Publisher: Penn State Press
ISBN: 9780271040943
Category : Travel
Languages : en
Pages : 374
Book Description
To See A Promised Land explores the fascination that Americans historically have had with the land of the Bible. By focusing on the period before World War I, Lester Vogel uncovers the various ways in which Americans (primarily Protestants) typically thought about and knew the Holy Land prior to the land's politicization and embroilment in the conflict between Arab and Jewish national interests. During this period, there were literally hundreds of popular books, pamphlets, and articles about the Holy Land available to American readers. Although most Americans never visited the Middle East, they nevertheless had distinct images of what the land was like through these writings, their churches, and their own reading of the Bible. On the very day of his assassination in 1865, even President Lincoln contemplated a tour of the Holy Land at the end of his term in office. Americans who did travel to the Middle East took with them preconceptions and brought back with them descriptions that, in turn, helped to reshape continually the popular image of the Holy Land. One of the most celebrated journeys to the East was the 1867 "Quaker City Tour," immortalized by Mark Twain in his Innocents Abroad. Vogel suggests that this unique relationship between Americans and a foreign land might be seen as an expression of "geopiety," a term coined by the geographer John Kirtland Wright to describe a certain mixture of place, past, and faith. To See A Promised Land draws upon a wide variety of written accounts--those of American travelers (from Twain to Theodore Roosevelt), missionaries, settlers and colonists, explorers, archaeologists, biblical scholars, and diplomats and officials--in order to shed light on this fascinating aspect of American thought and character.

* Data extract *
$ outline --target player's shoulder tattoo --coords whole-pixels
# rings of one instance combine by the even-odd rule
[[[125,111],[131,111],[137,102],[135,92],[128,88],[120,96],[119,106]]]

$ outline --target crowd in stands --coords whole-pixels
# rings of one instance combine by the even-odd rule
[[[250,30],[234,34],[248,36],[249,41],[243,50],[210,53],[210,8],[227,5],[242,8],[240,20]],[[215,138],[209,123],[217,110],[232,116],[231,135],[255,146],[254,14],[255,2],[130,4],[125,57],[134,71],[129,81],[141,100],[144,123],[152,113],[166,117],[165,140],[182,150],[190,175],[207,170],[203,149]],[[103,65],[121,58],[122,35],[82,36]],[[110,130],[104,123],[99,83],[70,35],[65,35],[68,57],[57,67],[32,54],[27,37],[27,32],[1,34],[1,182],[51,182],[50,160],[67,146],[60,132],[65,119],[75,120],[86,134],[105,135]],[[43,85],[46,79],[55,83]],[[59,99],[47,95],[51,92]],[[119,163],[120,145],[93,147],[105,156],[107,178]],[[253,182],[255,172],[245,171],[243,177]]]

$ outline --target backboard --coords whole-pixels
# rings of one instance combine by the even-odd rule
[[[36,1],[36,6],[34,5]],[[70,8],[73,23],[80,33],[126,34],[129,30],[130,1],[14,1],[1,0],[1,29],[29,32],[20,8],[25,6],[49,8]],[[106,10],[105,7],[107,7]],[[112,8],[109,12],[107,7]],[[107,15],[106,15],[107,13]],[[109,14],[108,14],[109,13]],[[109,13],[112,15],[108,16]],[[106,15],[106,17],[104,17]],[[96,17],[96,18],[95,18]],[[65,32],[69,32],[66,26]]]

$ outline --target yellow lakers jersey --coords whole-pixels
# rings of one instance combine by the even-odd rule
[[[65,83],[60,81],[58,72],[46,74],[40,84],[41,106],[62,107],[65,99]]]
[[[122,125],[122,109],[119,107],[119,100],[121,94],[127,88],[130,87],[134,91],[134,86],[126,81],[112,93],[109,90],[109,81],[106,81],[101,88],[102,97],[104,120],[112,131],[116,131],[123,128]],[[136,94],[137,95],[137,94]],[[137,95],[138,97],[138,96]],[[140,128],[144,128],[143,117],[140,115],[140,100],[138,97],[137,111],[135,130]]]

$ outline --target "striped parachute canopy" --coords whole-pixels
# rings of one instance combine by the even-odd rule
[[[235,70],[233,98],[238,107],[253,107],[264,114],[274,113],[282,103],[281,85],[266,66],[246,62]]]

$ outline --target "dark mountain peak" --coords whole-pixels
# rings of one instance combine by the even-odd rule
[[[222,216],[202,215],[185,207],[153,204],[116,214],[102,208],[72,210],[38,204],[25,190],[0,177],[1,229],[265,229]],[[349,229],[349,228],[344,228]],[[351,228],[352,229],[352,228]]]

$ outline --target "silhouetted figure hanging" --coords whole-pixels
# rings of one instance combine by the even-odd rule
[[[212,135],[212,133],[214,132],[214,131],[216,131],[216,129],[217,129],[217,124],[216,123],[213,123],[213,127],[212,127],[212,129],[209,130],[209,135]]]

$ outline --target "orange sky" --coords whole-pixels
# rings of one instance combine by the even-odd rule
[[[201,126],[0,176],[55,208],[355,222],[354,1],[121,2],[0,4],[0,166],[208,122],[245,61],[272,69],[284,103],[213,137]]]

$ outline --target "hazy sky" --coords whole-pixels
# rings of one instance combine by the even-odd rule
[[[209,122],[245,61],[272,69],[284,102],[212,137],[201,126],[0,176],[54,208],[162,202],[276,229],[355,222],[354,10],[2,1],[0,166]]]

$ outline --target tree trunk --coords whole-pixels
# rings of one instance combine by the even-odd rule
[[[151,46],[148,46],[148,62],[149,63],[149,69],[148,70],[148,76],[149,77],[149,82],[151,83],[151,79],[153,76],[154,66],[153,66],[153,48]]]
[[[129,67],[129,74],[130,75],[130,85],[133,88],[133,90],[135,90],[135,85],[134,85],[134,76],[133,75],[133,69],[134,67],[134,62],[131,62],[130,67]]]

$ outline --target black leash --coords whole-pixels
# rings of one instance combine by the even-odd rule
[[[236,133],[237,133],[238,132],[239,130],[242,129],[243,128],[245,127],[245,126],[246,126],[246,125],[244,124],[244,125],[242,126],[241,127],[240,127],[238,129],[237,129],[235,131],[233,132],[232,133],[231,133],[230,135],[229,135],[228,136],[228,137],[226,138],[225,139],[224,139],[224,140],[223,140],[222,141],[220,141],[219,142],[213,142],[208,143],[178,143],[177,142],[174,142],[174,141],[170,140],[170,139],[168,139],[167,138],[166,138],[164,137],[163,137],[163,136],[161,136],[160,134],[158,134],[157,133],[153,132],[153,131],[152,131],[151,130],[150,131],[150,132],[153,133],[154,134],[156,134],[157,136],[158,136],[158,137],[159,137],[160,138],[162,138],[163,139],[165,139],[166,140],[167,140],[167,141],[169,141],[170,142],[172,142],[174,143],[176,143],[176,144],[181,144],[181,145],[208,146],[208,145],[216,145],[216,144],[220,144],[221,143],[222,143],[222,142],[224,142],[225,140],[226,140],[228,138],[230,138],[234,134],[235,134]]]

--

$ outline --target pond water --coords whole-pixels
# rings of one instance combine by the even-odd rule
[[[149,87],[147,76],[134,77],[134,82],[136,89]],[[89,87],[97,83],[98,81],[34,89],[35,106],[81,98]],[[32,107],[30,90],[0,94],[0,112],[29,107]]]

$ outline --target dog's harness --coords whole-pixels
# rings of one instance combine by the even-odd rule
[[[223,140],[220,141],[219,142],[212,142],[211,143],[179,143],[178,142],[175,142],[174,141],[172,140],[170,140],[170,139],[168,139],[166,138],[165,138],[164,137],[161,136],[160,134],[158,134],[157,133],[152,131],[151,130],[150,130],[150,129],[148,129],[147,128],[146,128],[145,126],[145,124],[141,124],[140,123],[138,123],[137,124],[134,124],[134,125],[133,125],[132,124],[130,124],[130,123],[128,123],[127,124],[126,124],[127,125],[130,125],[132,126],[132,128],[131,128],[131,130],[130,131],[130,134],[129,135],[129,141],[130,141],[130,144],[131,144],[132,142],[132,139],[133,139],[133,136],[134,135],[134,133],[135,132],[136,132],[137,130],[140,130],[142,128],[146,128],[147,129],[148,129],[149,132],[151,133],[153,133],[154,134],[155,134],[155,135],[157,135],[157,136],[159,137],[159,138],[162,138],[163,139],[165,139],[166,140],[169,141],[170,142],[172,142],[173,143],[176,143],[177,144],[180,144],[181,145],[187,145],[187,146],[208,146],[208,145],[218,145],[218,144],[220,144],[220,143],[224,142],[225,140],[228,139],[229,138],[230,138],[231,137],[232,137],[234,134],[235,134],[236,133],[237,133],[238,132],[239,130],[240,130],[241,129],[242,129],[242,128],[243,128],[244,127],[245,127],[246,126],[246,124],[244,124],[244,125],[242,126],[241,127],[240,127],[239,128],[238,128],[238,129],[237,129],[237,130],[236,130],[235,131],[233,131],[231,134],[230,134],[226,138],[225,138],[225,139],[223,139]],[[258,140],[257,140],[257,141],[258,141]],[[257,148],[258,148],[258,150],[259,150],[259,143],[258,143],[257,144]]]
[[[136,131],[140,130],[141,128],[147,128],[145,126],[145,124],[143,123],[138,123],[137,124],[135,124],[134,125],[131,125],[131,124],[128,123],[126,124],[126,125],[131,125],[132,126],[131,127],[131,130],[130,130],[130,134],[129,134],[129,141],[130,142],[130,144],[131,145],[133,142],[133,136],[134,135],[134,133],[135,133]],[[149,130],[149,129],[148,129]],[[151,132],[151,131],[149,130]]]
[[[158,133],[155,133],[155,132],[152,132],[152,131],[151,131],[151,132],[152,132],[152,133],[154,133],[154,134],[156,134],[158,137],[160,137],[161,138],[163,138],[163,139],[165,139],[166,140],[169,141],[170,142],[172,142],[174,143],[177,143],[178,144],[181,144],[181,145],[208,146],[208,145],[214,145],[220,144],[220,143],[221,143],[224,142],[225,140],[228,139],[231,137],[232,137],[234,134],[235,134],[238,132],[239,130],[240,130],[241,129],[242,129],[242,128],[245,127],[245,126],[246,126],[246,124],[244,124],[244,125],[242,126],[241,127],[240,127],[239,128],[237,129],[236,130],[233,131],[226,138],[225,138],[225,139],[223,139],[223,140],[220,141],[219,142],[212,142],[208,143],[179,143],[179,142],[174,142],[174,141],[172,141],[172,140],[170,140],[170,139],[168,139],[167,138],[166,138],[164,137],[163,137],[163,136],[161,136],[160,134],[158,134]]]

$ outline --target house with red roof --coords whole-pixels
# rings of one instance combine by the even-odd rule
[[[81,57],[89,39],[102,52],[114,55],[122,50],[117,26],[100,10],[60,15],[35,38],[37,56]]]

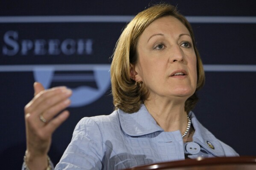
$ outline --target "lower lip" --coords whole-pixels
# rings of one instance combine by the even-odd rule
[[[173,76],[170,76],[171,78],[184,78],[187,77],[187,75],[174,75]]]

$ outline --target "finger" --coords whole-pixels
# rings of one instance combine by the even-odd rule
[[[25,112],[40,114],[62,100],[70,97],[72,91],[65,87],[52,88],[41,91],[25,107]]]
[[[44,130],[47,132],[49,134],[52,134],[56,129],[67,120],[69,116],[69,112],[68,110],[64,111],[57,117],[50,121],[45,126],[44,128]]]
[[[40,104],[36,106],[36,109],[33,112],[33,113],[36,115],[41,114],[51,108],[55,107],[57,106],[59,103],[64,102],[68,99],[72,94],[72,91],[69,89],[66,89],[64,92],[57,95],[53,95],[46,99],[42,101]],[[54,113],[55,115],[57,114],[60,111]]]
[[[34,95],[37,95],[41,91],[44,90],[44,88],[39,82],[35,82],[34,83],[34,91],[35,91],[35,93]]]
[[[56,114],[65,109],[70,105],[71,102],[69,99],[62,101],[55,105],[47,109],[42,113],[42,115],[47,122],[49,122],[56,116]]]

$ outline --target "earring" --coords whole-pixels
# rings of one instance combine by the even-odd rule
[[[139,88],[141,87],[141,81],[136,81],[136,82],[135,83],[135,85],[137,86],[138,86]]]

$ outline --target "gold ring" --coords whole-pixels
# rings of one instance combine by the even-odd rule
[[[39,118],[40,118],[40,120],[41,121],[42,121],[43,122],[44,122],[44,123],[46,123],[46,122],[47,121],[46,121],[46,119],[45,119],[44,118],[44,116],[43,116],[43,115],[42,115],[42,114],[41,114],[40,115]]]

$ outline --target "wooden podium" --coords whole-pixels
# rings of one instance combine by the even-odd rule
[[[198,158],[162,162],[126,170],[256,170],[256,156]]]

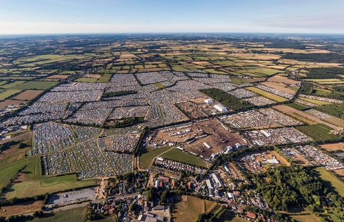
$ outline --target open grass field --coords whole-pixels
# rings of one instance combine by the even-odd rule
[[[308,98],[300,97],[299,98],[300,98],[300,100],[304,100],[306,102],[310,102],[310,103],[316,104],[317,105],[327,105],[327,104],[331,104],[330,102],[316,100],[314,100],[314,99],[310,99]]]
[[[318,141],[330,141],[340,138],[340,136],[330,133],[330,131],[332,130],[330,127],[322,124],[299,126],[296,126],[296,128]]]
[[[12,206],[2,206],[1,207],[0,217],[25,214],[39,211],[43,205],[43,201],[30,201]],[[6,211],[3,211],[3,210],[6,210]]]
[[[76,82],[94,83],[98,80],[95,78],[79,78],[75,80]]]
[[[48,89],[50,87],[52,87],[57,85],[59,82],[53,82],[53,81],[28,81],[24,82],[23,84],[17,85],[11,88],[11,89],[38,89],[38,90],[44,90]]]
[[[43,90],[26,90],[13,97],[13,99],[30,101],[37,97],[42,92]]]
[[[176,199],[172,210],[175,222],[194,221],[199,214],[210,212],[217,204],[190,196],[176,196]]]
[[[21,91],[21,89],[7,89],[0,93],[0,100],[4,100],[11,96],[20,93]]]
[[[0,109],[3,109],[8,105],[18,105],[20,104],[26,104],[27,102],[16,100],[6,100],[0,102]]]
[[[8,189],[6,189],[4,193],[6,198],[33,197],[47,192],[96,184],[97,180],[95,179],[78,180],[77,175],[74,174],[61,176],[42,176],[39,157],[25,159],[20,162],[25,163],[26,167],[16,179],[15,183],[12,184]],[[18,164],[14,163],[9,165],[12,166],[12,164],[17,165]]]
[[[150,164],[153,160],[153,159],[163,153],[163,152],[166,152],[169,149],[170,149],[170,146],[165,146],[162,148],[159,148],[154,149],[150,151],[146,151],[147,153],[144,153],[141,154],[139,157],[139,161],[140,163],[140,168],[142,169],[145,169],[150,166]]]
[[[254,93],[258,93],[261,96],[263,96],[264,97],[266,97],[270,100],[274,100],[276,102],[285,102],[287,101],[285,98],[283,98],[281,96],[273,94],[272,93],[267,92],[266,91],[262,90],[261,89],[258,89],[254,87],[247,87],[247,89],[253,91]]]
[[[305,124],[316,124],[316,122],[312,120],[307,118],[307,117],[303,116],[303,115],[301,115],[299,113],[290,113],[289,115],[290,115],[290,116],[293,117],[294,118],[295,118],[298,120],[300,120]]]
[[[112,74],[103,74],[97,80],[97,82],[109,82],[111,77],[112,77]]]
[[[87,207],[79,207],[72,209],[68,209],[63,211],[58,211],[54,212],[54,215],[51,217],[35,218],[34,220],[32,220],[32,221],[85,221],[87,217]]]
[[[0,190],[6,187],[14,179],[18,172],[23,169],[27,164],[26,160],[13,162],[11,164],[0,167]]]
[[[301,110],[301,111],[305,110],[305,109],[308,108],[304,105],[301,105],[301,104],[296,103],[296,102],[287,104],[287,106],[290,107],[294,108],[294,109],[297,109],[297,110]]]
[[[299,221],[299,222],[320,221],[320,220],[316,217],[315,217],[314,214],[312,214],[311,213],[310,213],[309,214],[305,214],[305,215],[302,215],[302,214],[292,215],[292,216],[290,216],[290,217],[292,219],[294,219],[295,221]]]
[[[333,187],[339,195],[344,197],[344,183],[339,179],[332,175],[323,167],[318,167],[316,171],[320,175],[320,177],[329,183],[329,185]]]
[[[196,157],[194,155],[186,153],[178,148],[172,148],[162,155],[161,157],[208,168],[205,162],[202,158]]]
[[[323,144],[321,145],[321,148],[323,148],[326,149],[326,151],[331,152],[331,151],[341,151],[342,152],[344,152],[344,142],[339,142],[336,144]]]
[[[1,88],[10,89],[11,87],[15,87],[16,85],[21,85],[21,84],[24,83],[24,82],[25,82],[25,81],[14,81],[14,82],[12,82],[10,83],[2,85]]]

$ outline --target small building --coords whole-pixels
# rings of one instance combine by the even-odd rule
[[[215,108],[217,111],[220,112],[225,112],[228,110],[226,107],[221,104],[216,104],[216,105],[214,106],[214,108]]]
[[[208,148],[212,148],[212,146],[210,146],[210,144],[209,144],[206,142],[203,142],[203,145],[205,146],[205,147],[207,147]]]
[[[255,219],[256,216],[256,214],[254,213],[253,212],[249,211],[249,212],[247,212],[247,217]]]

--

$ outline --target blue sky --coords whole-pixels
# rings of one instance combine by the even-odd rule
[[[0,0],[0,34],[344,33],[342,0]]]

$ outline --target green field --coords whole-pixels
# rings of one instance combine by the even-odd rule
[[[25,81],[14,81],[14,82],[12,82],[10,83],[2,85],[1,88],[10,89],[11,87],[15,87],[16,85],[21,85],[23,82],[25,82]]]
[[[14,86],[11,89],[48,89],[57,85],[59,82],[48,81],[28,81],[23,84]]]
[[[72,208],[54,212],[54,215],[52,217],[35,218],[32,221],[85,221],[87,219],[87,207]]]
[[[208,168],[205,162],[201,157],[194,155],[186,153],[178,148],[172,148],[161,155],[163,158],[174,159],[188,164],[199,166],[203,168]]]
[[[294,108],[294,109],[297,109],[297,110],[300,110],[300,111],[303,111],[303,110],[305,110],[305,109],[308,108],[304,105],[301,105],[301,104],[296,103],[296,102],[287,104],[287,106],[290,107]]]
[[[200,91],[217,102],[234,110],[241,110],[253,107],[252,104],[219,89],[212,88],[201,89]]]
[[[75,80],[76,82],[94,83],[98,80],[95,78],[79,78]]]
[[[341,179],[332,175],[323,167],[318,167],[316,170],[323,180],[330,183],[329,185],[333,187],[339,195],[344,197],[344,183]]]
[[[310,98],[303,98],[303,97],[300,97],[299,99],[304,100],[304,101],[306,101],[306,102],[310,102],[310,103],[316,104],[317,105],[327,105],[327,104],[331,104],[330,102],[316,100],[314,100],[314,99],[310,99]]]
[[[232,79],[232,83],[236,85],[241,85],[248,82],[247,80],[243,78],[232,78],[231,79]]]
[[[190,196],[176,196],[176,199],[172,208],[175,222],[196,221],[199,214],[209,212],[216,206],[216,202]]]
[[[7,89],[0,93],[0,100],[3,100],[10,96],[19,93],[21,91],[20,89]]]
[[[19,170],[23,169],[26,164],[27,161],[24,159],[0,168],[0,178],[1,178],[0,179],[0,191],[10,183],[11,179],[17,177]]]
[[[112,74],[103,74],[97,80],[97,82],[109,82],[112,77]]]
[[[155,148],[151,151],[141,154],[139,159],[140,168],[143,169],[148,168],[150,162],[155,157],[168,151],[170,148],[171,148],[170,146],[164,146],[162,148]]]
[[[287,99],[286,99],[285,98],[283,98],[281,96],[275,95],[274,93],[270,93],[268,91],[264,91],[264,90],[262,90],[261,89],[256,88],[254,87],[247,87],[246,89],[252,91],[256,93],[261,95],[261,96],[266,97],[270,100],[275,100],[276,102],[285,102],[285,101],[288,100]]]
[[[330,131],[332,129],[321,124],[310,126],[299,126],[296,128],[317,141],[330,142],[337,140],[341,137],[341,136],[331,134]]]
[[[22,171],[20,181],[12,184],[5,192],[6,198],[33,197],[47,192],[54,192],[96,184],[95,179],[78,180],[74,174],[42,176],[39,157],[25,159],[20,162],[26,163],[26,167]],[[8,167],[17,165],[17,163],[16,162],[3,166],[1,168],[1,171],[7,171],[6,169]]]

* Exercise *
Answer from the book description of To See A Promised Land:
(a) How many pages does the book have?
(b) In what year did the "Quaker City Tour" take place?
(c) Who coined the term "geopiety"?
None of the data is needed here.

* Response for this exercise *
(a) 374
(b) 1867
(c) The geographer John Kirtland Wright